§ YOUR OBJECTIVE
Copy the material below word for word, leaving the pictures out of your answer.

Position identification records:
********
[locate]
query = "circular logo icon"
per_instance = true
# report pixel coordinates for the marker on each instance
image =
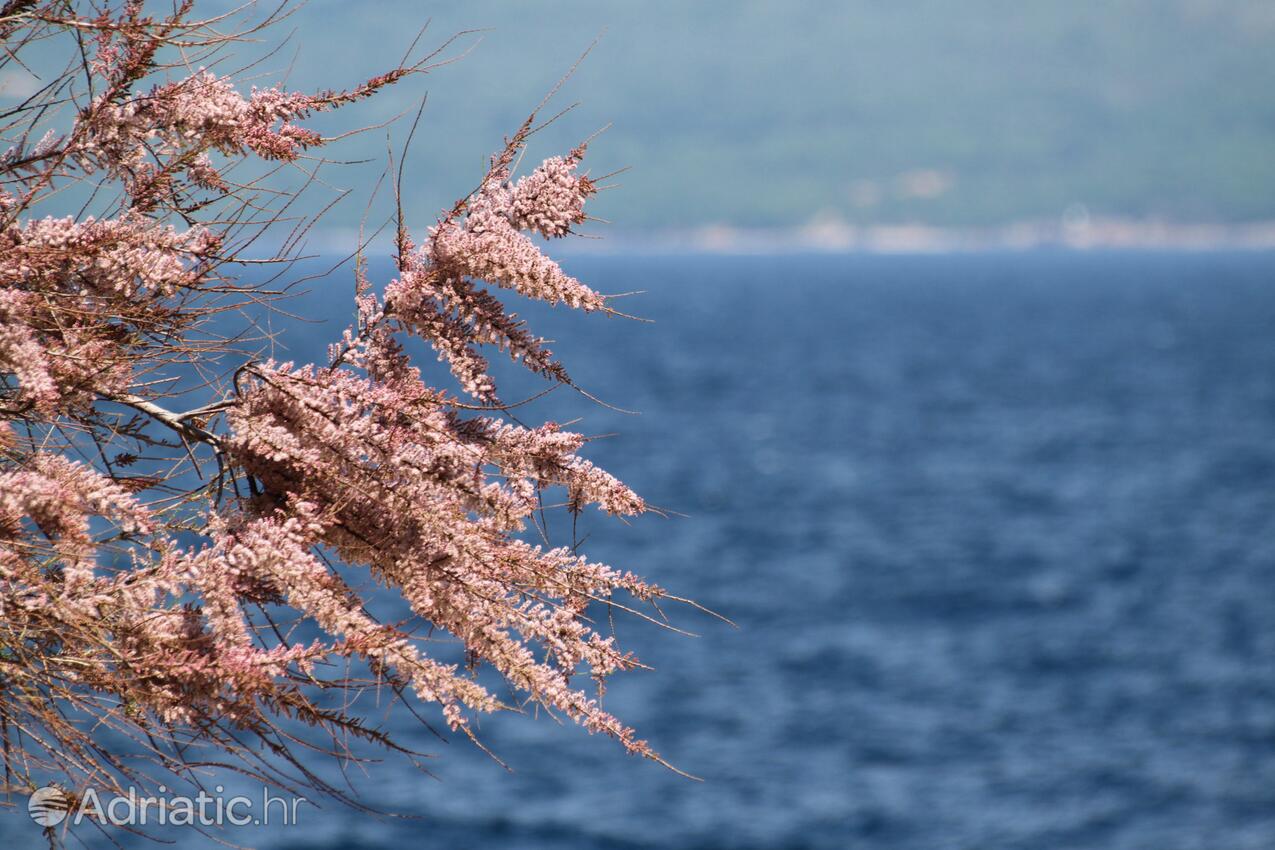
(47, 806)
********
§ OUTPUT FOR THIS EXERCISE
[locate]
query = "circular logo icon"
per_instance = true
# report pixel coordinates for the marker on each instance
image =
(47, 806)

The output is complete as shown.